- GIVEN INSTRUCTION 1
Count the lines in the records that contain the string "semi" and give only the number.

- PAGE
******************************

The shape of our planet deviates substantially from an ideal sphere in many ways. First of all, the Earth is roughly an ellipsoid because of its rotation, bulged at the equator and flattened at the poles. Additionally, high mountains on the continents and deep valleys in the oceans crumple its surface. More interesting from a geoscientific point of view, however, are the spatial and temporal variations of the Earth's gravitational field that produce additional deviations from the ideal sphere. These deviations are caused by large scale mass variations due to mantle convection currents resulting in motions of the whole Earth body (e.g. variation of Earth’s rotation) or parts of it (e.g. deformation of the lithosphere visible in the Mid Atlantic ridge, at subduction zones, in plate kinematics, volcanism, or Earth quakes). Additionally, luni-solar and planetary gravitation, atmospheric pressure and winds, ocean circulation and tides, ocean loading, variations in the continental water cycle or melting of ice in Polar regions and glacier systems cause spatial and temporal variations in the gravity field.
To observe these mass distribution and mass variation in System Earth on a global scale, with homogeneous accuracy and over long time periods dedicated gravity satellite missions are required.
Section 1.2 develops and operates these missions in strong collaboration with German Industry, NASA, and the German Satellite Operations Center (GSOC) of the German Space Agency (DLR). Analysis of the mission science data is performed using our Earth Parameter and Orbit System (EPOS) software using up to date international standards.
GFZ-1, the first satellite of the GFZ, designed as a small, passive satellite and equipped with 60 retro-reflectors to be illuminated from the ground by the global network of satellite laser ranging (SLR) systems has been used end of last century together with various other geodetic satellites to improve our knowledge of the Earth’s gravity field. A completely new generation of Low Earth Orbiting (LEO) satellites, equipped with onboard GPS receivers and highly precise inter-satellite and accelerometry instrumentation, enabled scientists since beginning of this century not only to observe the Earth‘s gravitational field with much higher spatial resolution but also, for the very first time, its temporal variability.

******************************

- EXERCISE MATERIALS
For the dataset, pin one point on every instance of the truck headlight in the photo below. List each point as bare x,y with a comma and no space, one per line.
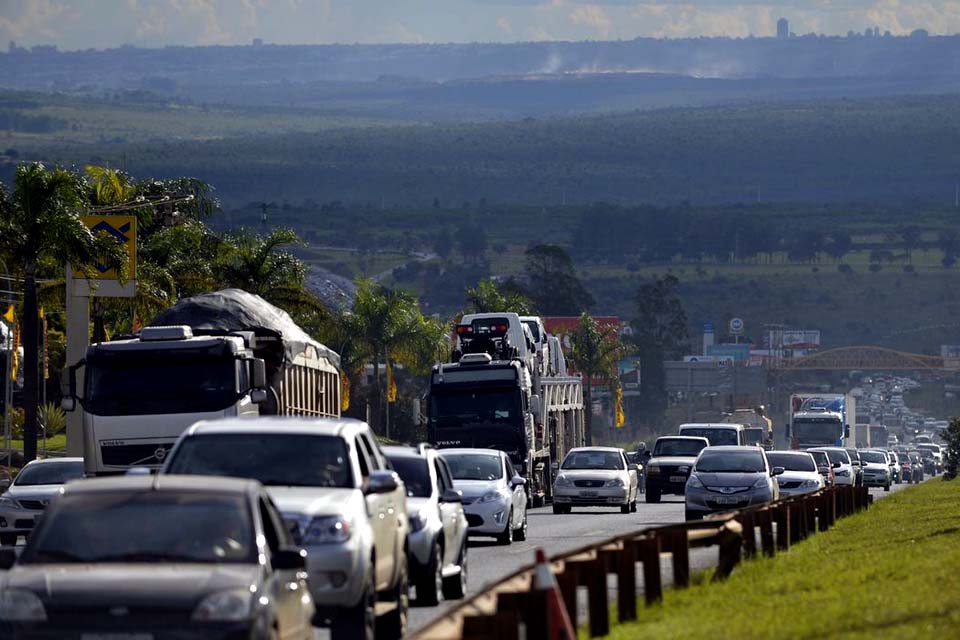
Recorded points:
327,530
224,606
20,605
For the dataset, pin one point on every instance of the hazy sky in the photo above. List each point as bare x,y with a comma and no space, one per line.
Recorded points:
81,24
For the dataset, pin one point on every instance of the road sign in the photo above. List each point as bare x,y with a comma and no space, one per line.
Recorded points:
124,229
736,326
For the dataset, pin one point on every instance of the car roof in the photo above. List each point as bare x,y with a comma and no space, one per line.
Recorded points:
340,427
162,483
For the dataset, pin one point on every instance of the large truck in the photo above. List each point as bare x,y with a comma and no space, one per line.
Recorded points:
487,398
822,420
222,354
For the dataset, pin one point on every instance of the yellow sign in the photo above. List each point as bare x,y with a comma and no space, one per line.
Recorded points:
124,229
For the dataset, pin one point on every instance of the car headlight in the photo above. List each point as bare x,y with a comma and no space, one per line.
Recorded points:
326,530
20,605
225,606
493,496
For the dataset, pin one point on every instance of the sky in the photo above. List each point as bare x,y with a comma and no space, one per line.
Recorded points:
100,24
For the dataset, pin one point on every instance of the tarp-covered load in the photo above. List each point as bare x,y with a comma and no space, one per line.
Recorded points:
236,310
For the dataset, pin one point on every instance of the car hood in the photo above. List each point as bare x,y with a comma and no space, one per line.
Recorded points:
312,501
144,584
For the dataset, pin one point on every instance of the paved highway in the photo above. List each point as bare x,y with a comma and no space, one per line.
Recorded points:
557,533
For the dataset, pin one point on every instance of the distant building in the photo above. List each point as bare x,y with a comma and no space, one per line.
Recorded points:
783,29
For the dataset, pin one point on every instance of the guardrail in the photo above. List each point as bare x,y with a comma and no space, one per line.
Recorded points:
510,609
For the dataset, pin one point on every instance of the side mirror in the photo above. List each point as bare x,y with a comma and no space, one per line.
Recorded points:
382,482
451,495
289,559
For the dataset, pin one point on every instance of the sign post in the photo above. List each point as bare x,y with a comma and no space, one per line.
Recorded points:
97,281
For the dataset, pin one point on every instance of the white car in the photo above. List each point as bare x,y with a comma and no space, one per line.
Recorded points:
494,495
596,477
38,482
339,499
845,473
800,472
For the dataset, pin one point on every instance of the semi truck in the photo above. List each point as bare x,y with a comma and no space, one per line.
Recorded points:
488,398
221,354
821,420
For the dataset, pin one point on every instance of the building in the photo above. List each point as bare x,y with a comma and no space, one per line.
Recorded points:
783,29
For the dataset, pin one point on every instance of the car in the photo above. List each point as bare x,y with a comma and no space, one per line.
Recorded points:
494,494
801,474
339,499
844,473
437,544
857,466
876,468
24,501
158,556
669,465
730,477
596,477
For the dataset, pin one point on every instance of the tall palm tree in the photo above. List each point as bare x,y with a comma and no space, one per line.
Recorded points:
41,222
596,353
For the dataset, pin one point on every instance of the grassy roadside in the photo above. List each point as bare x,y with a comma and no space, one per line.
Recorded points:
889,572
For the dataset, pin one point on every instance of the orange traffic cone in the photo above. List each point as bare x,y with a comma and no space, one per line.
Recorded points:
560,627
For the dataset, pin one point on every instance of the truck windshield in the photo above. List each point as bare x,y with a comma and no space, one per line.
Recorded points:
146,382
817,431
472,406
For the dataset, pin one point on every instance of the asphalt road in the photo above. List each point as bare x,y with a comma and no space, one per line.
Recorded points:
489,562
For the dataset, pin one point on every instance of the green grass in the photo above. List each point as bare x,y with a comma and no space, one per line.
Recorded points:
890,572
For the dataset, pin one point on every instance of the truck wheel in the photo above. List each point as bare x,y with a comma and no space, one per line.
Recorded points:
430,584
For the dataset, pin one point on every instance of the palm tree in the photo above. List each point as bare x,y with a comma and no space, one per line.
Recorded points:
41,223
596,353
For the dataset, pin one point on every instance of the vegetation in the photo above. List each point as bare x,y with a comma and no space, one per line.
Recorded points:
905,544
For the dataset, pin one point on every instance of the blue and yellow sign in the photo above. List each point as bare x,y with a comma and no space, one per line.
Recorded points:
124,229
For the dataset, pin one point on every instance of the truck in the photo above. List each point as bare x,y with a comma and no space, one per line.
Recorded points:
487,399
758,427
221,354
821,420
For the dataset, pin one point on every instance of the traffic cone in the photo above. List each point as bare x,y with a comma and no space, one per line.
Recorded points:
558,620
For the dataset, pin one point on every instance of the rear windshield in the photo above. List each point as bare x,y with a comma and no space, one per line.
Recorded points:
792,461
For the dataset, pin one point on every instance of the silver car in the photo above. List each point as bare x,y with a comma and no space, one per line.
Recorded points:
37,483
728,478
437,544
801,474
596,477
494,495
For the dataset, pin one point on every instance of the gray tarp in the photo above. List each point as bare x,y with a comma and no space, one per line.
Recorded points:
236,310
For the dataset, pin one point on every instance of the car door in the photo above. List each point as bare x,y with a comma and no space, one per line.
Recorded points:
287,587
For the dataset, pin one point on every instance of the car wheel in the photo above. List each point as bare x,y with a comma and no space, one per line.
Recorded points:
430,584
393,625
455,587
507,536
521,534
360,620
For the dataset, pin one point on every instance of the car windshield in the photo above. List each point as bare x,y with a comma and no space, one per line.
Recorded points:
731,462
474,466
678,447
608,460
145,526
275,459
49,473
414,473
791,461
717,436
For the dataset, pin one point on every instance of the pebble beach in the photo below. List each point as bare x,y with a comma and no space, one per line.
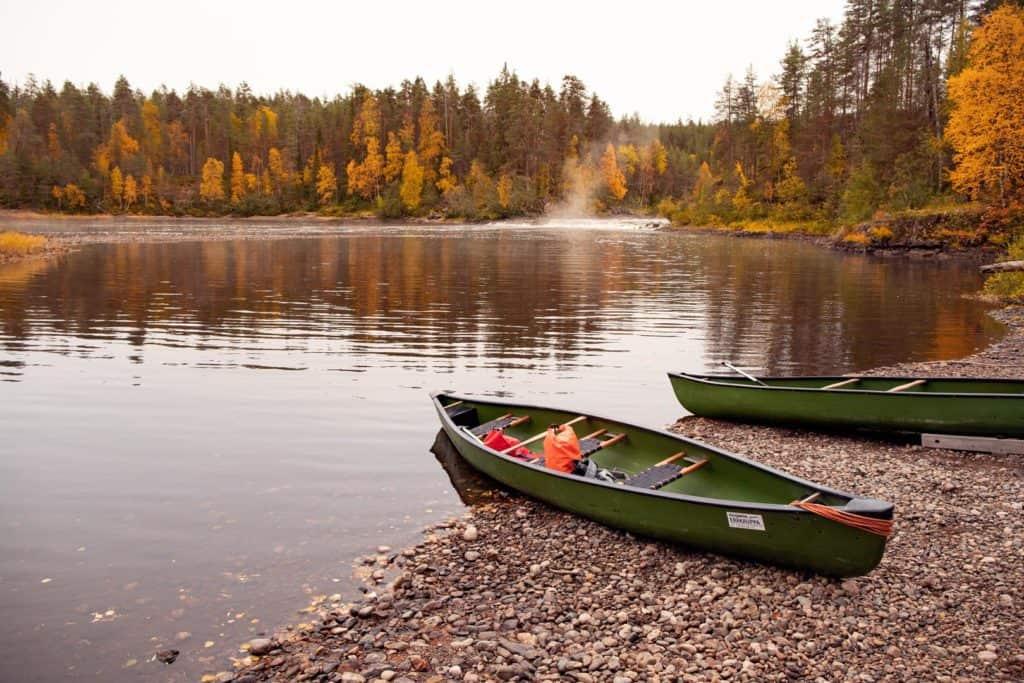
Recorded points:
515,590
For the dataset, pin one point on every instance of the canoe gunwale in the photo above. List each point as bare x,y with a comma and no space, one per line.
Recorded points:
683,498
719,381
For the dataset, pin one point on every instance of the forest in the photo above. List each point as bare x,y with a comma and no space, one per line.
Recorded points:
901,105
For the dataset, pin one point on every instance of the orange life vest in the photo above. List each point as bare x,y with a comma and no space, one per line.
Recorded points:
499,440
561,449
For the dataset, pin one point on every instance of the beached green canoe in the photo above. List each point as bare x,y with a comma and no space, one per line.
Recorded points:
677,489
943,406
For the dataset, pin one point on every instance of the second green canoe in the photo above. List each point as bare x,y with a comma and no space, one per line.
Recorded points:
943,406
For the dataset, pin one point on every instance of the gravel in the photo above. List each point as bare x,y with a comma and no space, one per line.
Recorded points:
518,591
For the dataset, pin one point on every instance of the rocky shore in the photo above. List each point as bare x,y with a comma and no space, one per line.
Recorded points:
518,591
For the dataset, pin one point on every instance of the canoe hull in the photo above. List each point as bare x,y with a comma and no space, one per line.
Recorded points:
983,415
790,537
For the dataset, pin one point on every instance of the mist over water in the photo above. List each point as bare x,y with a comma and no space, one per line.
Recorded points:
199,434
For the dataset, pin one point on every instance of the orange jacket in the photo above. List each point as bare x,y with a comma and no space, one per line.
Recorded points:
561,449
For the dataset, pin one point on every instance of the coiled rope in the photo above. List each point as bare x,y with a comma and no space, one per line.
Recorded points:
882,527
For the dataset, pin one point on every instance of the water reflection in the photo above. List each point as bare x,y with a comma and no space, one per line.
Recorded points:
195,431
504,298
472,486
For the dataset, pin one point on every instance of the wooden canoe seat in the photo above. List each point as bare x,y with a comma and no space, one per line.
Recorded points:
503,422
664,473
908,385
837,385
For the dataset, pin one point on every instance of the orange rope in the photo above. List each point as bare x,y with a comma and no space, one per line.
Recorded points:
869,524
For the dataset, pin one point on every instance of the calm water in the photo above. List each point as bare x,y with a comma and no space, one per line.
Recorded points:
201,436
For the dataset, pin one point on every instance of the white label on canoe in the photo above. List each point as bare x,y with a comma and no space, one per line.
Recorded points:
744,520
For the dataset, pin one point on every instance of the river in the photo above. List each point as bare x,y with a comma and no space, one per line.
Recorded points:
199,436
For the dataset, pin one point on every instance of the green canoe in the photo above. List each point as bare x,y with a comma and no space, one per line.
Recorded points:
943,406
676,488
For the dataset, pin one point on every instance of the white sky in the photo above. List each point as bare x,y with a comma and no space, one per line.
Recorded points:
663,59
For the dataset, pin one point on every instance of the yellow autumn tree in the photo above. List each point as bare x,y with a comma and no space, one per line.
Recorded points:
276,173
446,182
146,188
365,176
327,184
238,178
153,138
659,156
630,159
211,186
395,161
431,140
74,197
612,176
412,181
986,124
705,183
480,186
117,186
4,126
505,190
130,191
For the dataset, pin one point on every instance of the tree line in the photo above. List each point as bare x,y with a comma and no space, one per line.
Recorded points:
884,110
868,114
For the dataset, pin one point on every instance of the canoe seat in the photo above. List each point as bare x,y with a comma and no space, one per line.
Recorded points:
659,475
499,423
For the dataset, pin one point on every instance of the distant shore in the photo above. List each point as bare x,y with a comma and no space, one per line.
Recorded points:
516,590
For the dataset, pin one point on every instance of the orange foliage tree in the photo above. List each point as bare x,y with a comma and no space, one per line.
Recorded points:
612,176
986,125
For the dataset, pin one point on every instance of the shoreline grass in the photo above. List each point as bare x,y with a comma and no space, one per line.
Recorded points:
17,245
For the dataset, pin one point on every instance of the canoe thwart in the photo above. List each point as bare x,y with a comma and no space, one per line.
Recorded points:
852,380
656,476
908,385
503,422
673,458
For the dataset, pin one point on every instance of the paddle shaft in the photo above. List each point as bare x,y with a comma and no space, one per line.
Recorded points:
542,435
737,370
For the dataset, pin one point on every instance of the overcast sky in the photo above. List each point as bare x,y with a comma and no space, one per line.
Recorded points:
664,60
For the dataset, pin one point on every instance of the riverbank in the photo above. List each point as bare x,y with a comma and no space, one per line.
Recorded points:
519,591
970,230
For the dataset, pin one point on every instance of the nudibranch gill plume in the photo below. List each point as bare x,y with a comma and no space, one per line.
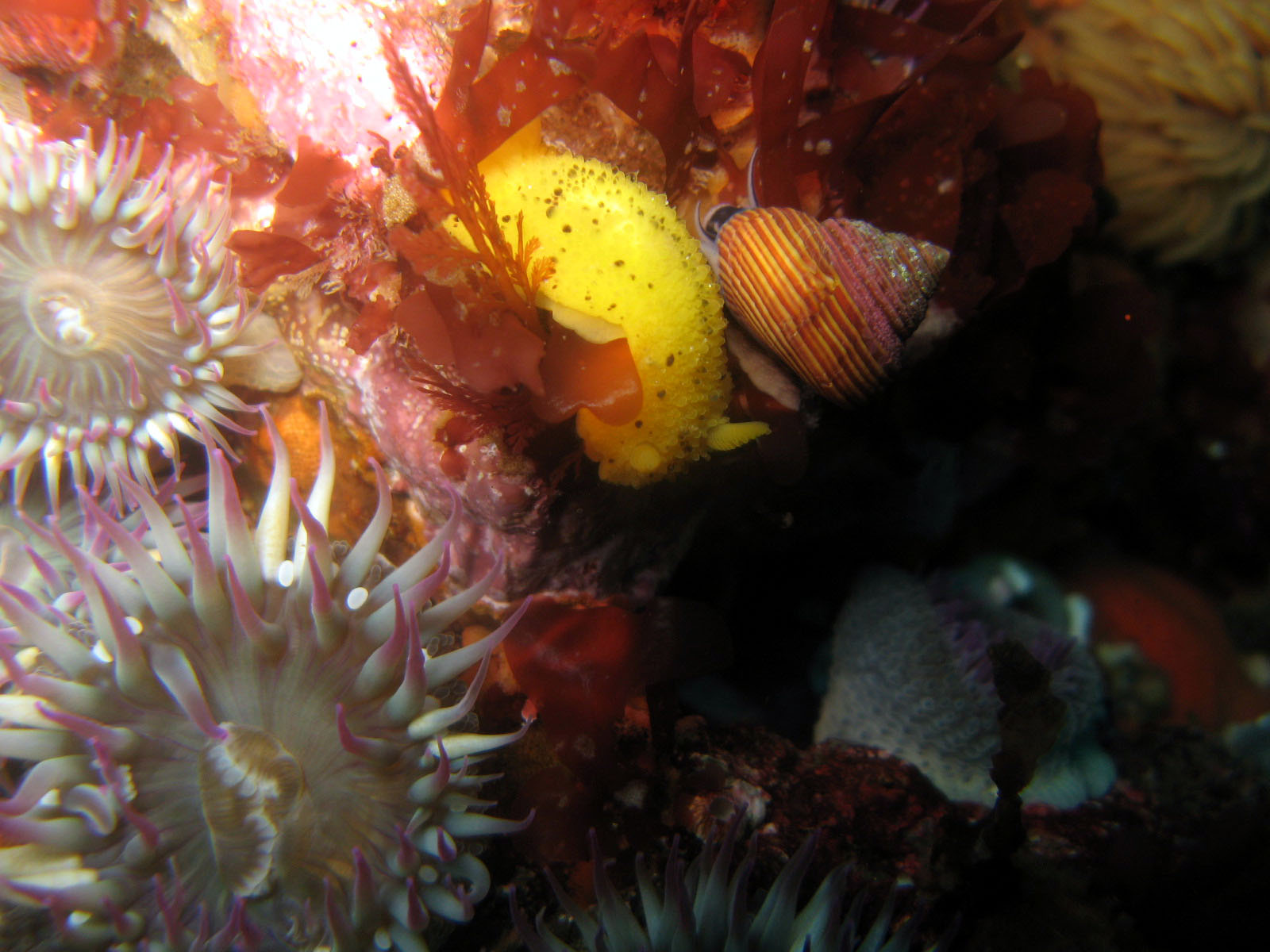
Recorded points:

******************************

- GIVEN INSTRUCTION 2
According to the page on Earth's gravity field, why is the Earth roughly an ellipsoid, and what shape does that give it?

- EXERCISE OUTPUT 1
1

- EXERCISE OUTPUT 2
The Earth's rotation makes it roughly an ellipsoid. It bulges at the equator and is flattened at the poles.